▸ **Aim of the task**
Return, word for word, everything in the data from the line containing "# point at: the bird's wing" down through the last line of the data.

Source records
● ● ● ● ● ● ●

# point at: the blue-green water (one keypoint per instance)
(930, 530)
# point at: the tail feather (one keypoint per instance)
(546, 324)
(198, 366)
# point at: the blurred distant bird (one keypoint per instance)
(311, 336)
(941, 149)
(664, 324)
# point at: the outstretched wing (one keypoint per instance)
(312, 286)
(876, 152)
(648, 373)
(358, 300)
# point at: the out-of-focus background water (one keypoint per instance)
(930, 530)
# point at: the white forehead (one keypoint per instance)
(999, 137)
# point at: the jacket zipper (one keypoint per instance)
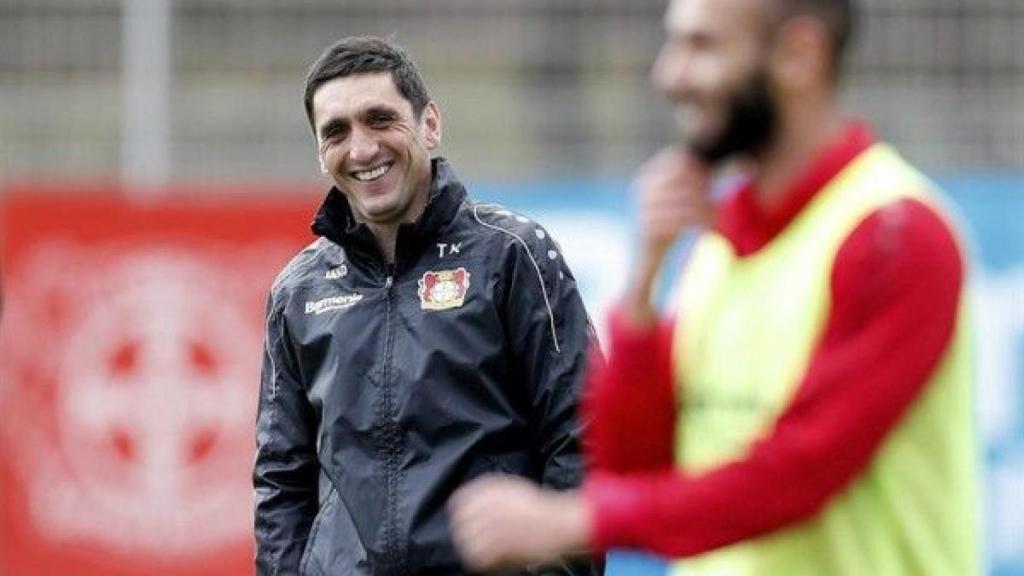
(390, 436)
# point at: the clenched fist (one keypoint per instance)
(503, 522)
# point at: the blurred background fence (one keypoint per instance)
(547, 109)
(530, 87)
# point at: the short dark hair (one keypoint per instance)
(367, 54)
(838, 16)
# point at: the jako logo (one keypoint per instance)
(332, 303)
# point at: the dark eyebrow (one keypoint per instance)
(333, 127)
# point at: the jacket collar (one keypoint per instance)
(335, 221)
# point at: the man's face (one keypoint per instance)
(373, 147)
(712, 67)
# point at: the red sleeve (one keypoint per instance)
(895, 290)
(630, 402)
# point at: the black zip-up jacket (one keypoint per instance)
(384, 387)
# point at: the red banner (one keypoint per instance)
(131, 352)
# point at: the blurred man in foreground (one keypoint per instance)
(423, 339)
(810, 410)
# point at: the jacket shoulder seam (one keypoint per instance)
(532, 260)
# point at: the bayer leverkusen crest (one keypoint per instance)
(443, 289)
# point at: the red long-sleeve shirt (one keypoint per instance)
(895, 289)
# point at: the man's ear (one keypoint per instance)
(432, 125)
(800, 57)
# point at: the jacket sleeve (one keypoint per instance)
(286, 470)
(550, 335)
(630, 401)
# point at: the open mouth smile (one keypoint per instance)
(373, 173)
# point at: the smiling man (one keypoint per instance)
(422, 340)
(808, 411)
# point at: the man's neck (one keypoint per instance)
(803, 133)
(387, 237)
(387, 234)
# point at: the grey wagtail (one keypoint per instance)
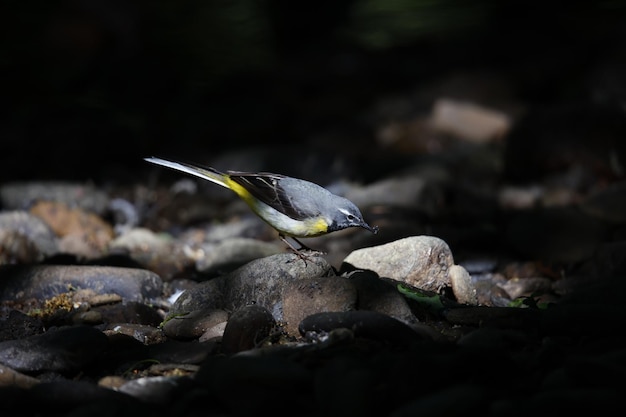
(294, 207)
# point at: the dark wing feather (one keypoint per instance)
(266, 187)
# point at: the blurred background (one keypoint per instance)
(89, 87)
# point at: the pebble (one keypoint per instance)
(66, 349)
(422, 262)
(21, 282)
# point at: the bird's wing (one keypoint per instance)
(267, 188)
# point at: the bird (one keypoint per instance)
(295, 208)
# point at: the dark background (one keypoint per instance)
(89, 87)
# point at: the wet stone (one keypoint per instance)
(63, 350)
(46, 281)
(247, 328)
(366, 324)
(302, 298)
(194, 324)
(421, 262)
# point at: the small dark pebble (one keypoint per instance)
(247, 328)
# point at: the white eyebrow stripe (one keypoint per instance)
(346, 212)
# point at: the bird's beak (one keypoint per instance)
(370, 228)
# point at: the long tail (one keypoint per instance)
(208, 173)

● ● ● ● ● ● ●

▸ **Result for this exercise**
# point at: the bird's wing (one keypoint per instance)
(267, 188)
# point at: the bird (one keypoint per instance)
(295, 208)
# point at: the dark background (one keypoint per instance)
(89, 87)
# point at: the wet stone (one keypoint per instance)
(63, 350)
(46, 281)
(247, 328)
(366, 324)
(302, 298)
(194, 324)
(421, 262)
# point at: the small dark pebble (one keypoint per instance)
(247, 328)
# point at: the white eyebrow stripe (one keypoint per instance)
(346, 212)
# point at: the bird's beak (one keypoint per instance)
(370, 228)
# point at: the long tail (one keypoint per instance)
(208, 173)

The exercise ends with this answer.